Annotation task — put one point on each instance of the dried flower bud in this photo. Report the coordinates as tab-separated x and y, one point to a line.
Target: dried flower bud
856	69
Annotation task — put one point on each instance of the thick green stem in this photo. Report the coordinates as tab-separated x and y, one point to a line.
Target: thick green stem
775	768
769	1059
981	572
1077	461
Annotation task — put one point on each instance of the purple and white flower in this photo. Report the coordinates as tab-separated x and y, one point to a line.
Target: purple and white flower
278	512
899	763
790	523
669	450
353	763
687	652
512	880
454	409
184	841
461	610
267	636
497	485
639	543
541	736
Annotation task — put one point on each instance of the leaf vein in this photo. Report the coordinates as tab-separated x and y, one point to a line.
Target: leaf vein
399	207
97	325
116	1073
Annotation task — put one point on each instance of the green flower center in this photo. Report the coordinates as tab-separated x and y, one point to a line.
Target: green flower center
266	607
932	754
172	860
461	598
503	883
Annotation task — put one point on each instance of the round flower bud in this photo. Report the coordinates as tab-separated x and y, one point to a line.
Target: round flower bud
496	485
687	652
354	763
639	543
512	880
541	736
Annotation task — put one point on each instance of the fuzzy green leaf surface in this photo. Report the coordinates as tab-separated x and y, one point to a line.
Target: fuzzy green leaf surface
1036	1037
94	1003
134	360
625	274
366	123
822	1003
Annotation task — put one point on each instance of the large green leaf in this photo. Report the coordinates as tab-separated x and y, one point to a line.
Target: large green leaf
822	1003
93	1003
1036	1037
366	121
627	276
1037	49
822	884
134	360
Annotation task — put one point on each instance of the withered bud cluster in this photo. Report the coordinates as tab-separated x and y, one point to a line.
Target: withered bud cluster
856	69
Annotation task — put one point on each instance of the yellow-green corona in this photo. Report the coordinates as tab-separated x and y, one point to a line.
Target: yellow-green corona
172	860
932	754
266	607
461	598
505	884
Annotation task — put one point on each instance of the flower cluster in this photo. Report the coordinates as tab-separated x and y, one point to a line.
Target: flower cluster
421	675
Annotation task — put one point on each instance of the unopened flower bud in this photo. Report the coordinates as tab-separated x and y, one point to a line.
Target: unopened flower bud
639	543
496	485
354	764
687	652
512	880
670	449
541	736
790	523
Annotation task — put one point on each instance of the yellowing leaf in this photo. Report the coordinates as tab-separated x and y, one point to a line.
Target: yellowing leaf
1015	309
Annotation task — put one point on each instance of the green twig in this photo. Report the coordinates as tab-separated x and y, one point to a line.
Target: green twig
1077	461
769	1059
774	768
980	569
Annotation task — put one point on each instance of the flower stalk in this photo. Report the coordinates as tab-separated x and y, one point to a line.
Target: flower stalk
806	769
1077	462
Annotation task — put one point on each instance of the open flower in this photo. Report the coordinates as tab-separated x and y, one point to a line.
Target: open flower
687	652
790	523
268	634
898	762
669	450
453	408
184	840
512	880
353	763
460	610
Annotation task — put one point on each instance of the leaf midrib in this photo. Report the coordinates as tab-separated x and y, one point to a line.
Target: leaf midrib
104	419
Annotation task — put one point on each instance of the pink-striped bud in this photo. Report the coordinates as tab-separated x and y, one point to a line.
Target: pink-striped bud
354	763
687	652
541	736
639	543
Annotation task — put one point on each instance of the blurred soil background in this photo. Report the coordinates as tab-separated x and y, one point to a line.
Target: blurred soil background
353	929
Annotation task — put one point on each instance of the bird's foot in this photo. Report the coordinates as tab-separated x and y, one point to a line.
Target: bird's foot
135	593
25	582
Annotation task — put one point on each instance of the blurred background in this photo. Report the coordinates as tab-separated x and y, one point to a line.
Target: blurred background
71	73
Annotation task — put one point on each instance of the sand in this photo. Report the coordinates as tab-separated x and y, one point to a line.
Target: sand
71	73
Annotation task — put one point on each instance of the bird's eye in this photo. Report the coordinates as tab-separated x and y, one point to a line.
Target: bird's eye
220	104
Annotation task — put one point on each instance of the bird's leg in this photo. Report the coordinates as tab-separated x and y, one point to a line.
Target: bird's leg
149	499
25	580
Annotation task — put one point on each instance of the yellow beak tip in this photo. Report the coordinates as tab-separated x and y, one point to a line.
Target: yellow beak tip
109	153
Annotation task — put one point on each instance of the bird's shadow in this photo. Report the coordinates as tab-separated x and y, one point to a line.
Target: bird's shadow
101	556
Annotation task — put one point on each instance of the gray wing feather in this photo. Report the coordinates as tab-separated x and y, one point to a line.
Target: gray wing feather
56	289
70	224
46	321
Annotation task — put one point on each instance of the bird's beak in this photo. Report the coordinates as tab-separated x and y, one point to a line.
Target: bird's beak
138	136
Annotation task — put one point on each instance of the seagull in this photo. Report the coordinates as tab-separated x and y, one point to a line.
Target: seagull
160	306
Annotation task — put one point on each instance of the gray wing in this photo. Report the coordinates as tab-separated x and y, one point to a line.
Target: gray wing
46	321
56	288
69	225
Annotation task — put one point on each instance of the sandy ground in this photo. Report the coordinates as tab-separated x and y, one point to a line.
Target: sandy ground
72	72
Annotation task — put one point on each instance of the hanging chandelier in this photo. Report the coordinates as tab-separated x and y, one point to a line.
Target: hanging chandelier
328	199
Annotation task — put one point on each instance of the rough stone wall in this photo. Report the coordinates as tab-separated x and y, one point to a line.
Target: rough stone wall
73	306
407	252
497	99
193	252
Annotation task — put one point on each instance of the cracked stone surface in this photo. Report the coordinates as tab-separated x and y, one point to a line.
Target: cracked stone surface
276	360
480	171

__What to work on__
Copy out every record above once more, precisely as written.

__Answer area__
Annotation task — put one point on each instance of the dried flower bud in this photo. Report the coordinates as tab-separated x and y, one point to a line.
Target: dried flower bud
856	69
Annotation task — put one point on each instance of the thick green stem in this photo. Report the coordinates as tab-separated x and y, one point to a line.
Target: thick green stem
775	768
769	1059
981	572
1077	461
Annotation task — put one point on each instance of the purple and white flower in this photo. Report the coordinates as tab-separated x and y, one point to a line.
Target: purple and white flower
278	512
899	763
790	523
669	450
353	763
687	652
512	880
454	409
184	841
461	610
267	636
497	485
639	543
541	736
Annotation task — put one point on each instance of the leaf vein in this photo. Report the coordinates as tab-separated x and y, one point to a line.
Target: leaf vein
399	207
97	325
116	1073
Annotation task — put one point on each instance of the green flower center in this photo. Report the coordinates as tab-separated x and y, one point to a line.
Target: green flower center
266	607
932	754
172	860
461	598
503	883
Annotation task — put one point on each instance of the round flower bud in this photo. Report the coordinates as tab-separated x and y, one point to a line.
Target: round flower bud
496	485
687	652
354	763
639	543
512	880
541	736
Annotation task — put one point on each instance of the fuzzy green leaf surface in this photo. Report the coordinates as tab-separated x and y, one point to a line.
Target: fuzzy green leaf surface
1036	1037
94	1003
134	360
625	274
366	123
822	1003
Annotation task — put one point on each instance of the large green leaf in this photo. Report the coordinates as tab-separated x and y, one point to a line.
Target: large green leaf
822	1003
93	1003
1036	1037
366	121
627	276
1037	49
822	884
134	360
Annotation task — put one point on each instance of the withered bud cluster in this photo. Report the coordinates as tab-separated x and y, one point to a line.
Target: withered bud cluster
856	69
Annotation task — put one point on each instance of the yellow-green corona in this photo. Report the coordinates as tab-separated x and y, one point to a line.
Target: yellow-green corona
172	860
932	754
266	607
461	598
505	884
Annotation task — put one point on each instance of the flower cluster in this photo. Report the coordinates as tab-separated x and y, one point to a line.
Target: flower cluster
421	675
Annotation task — put one point on each instance of the unopened flower bud in this photo. Report the coordinates as tab-separated x and y, one point to a line.
Target: unopened flower bud
639	543
496	485
354	764
687	652
512	880
670	449
541	736
790	523
Annotation task — put one point on each instance of the yellowing leaf in this photo. Report the coordinates as tab-separated x and y, one point to a line.
Target: yellowing leaf
1015	309
Annotation task — put one point on each instance of the green twig in this photo. Report the coordinates as tab-separated x and y, one point to a line.
Target: green twig
1077	461
769	1059
774	768
980	569
Annotation task — put one point on each instance of the flower stalk in this photo. Report the coordinates as tab-separated x and y, one point to a line.
Target: flower stalk
806	769
1077	462
Annotation task — put one point on each instance of the open flower in this photo. Report the coordinates as tab-separated x and y, one point to a line.
Target: open flower
687	652
790	523
268	634
898	762
669	450
453	408
184	840
512	880
353	763
460	610
Annotation task — put one point on each instance of the leaf midrib in this photo. Report the coordinates as tab-separated x and y, one point to a line.
Target: leaf midrib
104	419
Annotation task — put one point on each instance of the pink-striped bud in this photo. Report the coordinates as tab-separated x and y, one point to a line.
Target: pink-striped bud
354	763
687	652
541	736
639	543
Annotation task — put one point on each instance of the blurred soil background in this photo. Report the coordinates as tab-separated x and y, one point to a line.
Target: blurred soil background
353	929
Annotation task — put one point on each instance of the bird's foot in this photo. Report the coordinates as tab-separated x and y, one point to a line.
Target: bird's foot
135	593
25	582
Annotation task — put one point on each instance of the blurred background in this photo. Report the coordinates as tab-separated x and y, one point to a line.
Target: blurred background
71	73
Annotation task — put one point on each instance of the sand in this photo. Report the coordinates as tab-separated x and y, one point to a line.
Target: sand
71	73
Annotation task — put one point on each instance of the bird's eye in this photo. Report the coordinates as tab-separated x and y, one point to a line.
Target: bird's eye
220	104
Annotation task — put one point on each instance of the bird's leg in this photo. Report the coordinates as tab-separated x and y, one point to a line.
Target: bird's leg
149	499
25	580
Annotation task — put one point on each instance of the yellow beak tip in this photo. Report the coordinates as tab-separated x and y, one point to a line.
Target: yellow beak tip
109	153
Annotation task — put one point on each instance of the bird's shadow in this photo. Report the coordinates as tab-separated x and y, one point to a line.
Target: bird's shadow
101	556
Annotation task — put one point on each instance of the gray wing feather in this photo. Report the coordinates as tab-separated x and y, one point to a line.
Target: gray wing feather
56	289
70	224
46	321
Annotation task — put one point on each instance of the bird's beak in this photo. Report the coordinates as tab-separated x and y, one point to a line.
Target: bird's beak
138	136
Annotation task — put one point on each instance of the seagull in this photo. Report the coordinates as tab-separated x and y, one point to a line.
Target: seagull
160	306
Annotation task — put one point on each instance of the gray wing in this photo. Report the coordinates as tab-separated x and y, one point to a line.
Target: gray wing
46	321
56	288
69	225
Annotation task — put one point on each instance of the sandy ground in this photo. Report the coordinates as tab-separated x and y, one point to a line.
Target: sandy ground
72	72
Annotation task — put one point on each instance of the hanging chandelier in this photo. Report the coordinates as tab-separated x and y, one point to a line.
Target: hanging chandelier
328	199
Annotation task — put one point on each instance of the rough stone wall in this photo. Report the coordinates as tab-separated x and y, one point to a line.
Target: rough stone wall
73	306
407	252
497	99
193	252
Annotation task — put one point on each instance of the cracked stone surface in this photo. Report the coordinates as tab-separated x and y, one point to a line.
Target: cracked stone surface
276	360
480	171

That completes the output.